[begin Entries supplied]

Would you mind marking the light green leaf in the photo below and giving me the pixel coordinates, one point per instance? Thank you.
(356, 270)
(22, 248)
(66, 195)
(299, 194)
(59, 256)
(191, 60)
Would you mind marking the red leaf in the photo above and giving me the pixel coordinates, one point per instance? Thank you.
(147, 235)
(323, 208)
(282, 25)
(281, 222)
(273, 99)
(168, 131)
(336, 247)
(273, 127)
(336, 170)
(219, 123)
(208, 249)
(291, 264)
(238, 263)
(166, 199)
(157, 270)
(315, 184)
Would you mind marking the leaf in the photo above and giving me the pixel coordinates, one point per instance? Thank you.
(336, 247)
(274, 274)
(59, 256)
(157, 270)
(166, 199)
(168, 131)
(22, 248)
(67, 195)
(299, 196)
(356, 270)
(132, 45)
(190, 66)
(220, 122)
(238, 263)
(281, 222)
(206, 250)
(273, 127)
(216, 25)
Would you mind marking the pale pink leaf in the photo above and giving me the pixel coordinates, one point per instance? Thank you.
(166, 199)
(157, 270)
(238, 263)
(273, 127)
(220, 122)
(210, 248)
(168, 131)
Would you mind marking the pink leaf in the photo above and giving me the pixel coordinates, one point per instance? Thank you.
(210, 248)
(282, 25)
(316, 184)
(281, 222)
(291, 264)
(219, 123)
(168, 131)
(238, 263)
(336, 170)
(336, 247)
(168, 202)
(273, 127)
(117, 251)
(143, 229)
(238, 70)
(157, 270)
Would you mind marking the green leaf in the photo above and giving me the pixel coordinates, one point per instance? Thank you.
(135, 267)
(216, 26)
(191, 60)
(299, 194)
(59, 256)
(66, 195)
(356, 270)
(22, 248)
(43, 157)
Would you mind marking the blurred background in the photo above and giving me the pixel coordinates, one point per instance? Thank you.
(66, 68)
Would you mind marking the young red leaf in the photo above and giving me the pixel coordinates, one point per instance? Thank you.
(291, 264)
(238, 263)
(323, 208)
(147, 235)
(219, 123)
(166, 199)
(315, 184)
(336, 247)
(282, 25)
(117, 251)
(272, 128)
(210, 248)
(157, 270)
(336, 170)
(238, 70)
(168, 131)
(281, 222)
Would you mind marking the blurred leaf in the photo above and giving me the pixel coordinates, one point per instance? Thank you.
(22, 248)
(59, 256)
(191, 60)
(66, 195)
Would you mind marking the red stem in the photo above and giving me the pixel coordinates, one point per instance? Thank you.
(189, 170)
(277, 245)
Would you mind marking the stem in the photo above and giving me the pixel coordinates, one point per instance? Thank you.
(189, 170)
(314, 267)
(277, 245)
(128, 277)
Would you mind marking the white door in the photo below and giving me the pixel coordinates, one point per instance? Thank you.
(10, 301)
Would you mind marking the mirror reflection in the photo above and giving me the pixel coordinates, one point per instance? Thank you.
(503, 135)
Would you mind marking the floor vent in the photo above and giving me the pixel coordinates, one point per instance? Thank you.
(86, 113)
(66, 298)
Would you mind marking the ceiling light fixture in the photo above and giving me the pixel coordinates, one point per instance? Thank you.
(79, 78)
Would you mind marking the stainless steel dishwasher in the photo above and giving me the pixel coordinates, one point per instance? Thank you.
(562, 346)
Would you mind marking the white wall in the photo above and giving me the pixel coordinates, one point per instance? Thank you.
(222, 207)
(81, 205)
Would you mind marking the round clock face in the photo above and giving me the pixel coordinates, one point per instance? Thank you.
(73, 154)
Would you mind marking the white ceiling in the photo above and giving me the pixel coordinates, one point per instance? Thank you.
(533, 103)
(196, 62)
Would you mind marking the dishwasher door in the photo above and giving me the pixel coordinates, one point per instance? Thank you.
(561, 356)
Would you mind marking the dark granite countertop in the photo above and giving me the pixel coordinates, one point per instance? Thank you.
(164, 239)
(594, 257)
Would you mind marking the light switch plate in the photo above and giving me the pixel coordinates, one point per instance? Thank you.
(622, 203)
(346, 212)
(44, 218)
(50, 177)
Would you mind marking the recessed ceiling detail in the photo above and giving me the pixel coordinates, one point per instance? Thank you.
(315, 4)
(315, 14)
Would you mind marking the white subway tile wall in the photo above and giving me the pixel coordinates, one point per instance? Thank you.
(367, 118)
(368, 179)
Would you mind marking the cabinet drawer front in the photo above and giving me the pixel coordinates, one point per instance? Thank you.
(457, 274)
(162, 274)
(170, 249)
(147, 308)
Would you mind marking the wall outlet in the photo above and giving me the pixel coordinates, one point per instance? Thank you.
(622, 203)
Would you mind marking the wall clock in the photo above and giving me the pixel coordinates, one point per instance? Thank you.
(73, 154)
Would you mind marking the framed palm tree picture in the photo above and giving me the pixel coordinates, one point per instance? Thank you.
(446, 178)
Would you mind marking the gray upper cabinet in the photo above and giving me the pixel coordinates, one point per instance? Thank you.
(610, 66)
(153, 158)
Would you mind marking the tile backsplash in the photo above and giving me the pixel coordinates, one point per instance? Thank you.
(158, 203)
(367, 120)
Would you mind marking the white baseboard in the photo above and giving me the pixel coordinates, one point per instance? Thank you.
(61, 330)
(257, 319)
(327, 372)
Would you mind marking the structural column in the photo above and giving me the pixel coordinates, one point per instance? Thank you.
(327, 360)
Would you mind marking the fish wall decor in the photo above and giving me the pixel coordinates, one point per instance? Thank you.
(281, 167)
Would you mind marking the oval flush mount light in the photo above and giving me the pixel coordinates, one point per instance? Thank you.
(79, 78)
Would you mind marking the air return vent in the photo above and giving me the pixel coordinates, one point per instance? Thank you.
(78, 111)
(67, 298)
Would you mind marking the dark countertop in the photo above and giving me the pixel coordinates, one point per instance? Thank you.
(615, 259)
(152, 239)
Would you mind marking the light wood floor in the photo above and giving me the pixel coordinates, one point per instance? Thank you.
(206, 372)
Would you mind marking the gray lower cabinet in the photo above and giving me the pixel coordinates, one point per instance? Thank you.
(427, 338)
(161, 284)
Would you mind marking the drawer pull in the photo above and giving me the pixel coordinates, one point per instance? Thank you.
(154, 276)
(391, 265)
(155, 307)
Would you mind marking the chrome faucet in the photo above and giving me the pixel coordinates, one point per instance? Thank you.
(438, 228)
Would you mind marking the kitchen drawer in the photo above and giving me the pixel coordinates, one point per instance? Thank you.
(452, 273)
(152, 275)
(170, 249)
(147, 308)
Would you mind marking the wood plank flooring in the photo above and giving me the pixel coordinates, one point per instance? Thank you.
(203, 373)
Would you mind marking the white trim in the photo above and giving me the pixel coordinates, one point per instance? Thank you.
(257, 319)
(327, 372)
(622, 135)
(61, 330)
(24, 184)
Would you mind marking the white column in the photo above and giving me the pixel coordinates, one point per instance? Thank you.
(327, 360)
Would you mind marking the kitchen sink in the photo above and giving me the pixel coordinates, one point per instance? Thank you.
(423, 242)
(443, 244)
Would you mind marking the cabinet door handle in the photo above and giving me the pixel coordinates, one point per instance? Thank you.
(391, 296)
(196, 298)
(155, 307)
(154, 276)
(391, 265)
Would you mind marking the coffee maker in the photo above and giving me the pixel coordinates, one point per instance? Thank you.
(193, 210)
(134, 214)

[end Entries supplied]
[begin Entries supplied]

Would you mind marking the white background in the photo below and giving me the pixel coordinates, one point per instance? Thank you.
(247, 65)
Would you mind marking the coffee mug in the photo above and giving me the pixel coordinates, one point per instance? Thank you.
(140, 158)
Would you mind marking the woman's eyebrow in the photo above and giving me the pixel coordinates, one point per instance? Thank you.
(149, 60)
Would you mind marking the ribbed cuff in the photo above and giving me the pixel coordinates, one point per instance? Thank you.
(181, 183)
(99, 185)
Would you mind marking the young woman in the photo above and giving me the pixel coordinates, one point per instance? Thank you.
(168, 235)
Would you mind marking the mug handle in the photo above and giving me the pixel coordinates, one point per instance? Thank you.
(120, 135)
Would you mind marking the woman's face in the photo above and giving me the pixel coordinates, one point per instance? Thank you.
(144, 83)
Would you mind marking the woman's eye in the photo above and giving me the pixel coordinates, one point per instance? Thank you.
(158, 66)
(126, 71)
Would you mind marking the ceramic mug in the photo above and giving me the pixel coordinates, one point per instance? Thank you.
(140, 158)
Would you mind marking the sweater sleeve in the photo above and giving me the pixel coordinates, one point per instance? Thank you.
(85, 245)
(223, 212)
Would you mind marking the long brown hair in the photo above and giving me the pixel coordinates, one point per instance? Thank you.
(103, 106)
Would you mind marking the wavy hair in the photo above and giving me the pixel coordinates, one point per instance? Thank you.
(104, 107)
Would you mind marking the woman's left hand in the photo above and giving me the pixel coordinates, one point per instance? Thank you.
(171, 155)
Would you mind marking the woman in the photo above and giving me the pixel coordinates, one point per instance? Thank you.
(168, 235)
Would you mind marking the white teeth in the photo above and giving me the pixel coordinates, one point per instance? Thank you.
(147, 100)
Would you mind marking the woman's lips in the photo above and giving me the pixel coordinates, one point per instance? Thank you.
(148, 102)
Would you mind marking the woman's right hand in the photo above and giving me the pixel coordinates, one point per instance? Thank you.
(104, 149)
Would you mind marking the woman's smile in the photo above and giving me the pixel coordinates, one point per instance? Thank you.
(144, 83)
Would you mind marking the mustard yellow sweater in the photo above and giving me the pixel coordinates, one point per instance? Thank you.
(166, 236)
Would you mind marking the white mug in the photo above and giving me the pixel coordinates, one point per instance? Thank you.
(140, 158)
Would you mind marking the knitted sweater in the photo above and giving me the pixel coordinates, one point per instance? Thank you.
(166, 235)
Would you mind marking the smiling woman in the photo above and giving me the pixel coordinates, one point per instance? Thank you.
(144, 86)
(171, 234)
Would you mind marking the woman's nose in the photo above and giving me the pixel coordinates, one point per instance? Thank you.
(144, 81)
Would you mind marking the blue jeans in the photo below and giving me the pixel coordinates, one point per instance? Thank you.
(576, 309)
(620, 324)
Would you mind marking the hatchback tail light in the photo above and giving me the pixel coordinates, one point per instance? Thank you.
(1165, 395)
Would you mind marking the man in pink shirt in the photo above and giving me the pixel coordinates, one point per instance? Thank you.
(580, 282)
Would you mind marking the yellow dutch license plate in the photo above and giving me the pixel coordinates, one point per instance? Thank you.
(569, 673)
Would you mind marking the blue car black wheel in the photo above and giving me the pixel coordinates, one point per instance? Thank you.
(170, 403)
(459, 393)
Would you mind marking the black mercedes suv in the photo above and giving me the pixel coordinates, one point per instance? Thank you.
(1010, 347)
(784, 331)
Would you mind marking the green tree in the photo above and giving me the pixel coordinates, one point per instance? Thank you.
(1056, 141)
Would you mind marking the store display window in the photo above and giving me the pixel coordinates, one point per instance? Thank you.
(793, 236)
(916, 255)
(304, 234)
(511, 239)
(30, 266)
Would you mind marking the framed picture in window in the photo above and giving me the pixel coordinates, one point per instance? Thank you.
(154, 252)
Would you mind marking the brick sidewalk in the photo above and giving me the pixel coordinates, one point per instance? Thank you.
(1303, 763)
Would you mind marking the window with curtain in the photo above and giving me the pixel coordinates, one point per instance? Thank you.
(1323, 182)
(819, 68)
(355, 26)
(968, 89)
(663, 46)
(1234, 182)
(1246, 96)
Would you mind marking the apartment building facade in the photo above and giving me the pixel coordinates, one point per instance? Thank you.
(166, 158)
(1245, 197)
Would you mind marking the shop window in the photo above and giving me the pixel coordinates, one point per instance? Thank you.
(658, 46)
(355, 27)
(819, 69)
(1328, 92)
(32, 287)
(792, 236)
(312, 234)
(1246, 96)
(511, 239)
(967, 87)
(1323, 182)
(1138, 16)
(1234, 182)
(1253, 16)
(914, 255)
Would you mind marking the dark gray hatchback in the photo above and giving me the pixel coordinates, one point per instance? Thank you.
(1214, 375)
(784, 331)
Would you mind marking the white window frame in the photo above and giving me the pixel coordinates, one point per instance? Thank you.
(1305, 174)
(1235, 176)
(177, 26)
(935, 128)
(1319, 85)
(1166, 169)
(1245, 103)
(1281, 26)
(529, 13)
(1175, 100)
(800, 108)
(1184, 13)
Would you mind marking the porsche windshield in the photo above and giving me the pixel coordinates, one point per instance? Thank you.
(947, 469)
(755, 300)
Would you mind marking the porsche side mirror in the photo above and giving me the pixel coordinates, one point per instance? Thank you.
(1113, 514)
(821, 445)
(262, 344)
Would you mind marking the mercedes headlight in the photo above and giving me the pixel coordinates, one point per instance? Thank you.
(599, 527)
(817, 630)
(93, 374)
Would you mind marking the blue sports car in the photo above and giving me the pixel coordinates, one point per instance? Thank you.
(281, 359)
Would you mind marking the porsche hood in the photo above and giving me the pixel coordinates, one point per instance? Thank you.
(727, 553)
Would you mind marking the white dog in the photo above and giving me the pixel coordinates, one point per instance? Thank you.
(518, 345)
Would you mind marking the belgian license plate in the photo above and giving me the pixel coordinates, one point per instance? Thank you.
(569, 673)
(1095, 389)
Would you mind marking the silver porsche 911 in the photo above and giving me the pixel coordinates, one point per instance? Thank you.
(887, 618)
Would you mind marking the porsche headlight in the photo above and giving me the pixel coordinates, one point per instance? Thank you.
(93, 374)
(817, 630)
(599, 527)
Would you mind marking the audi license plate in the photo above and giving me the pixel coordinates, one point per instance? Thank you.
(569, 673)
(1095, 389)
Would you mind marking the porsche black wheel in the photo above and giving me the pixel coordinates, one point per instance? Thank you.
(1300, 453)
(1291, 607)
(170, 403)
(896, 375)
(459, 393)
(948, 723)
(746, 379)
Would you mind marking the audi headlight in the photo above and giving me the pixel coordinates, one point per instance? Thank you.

[end Entries supplied]

Please identify each line in the data above that contains the word "door" and copy those lines out in full. Case counts.

Would you mind marking the white door in the photo below and giving me the pixel coordinates, one point per instance? Thank you.
Would you mind marking the dishwasher door in the photo above and giving me the pixel coordinates, one point per instance? Thank you.
Would you mind marking the cabinet door handle in the photo above and giving me the pixel coordinates, one point per instance? Thank you.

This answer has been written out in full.